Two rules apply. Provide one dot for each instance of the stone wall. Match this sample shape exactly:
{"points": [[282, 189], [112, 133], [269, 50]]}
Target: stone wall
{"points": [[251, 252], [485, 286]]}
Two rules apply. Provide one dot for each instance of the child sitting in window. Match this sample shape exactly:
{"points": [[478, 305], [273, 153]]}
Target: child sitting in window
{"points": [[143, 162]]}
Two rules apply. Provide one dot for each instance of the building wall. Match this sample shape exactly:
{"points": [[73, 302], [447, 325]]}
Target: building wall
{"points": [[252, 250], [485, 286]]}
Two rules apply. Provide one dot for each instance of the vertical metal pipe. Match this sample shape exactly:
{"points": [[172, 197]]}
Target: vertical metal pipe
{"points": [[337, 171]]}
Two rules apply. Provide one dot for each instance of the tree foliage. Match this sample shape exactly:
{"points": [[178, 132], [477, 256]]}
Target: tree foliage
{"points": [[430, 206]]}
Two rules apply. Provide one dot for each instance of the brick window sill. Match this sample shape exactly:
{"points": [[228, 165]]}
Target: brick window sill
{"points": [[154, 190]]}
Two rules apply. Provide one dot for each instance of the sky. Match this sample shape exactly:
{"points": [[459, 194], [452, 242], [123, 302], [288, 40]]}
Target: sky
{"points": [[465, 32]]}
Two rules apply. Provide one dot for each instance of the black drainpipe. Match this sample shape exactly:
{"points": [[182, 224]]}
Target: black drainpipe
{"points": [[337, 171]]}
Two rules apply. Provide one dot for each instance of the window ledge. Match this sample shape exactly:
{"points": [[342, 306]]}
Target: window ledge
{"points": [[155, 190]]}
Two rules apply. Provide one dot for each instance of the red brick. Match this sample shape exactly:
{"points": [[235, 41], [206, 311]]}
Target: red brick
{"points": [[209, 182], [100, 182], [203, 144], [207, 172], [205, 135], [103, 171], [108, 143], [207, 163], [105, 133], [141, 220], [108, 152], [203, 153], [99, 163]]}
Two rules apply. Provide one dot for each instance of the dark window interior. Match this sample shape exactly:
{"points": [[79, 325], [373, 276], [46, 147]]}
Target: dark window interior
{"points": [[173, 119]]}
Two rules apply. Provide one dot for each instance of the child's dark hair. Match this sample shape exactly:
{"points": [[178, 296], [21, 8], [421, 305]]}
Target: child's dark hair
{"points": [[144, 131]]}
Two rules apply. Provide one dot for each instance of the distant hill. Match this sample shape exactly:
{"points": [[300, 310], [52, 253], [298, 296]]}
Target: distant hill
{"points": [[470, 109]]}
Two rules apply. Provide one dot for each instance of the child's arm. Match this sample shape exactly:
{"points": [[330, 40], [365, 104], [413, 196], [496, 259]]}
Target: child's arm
####
**Problem to work on**
Change "drainpipe" to "downspout" in the stretch from the line containing "of the black" through the end of the records. Give those lines again with nothing else altered.

**Correct response**
Two rules apply. Provide one dot for each instance of the black downspout. Match this sample shape exactly:
{"points": [[182, 224]]}
Target: black downspout
{"points": [[337, 171]]}
Two rules apply. Provide one dot for each instance of the window ledge. Match this sample shape exactly:
{"points": [[342, 306]]}
Target: window ledge
{"points": [[155, 190]]}
Two rules apply. Provide one dot for each instance of the red brick. Match this sample shape exactly:
{"points": [[235, 41], [206, 311]]}
Target: red brick
{"points": [[209, 182], [100, 182], [203, 144], [207, 172], [205, 135], [103, 171], [108, 143], [207, 163], [105, 133], [141, 220], [108, 152], [203, 153], [99, 163]]}
Two rules apply. Provide one dot for each instance of the dark window interior. Match this sample shape exactly:
{"points": [[79, 325], [373, 276], [46, 147]]}
Target: dark window interior
{"points": [[173, 119]]}
Two rules apply. Provide one dot for each instance of the child's dark hair. Match this sample shape exactly:
{"points": [[178, 296], [21, 8], [421, 305]]}
Target: child's dark hair
{"points": [[144, 131]]}
Two rules apply. Provide one dot for each instance of the distant hill. Match this sample shape exactly:
{"points": [[300, 310], [52, 253], [298, 296]]}
Target: distant hill
{"points": [[470, 109]]}
Two rules apply. Provide one dot for each instance of the child's arm. Match this sample shape exactly:
{"points": [[330, 40], [365, 104], [413, 196], [496, 259]]}
Target: child's arm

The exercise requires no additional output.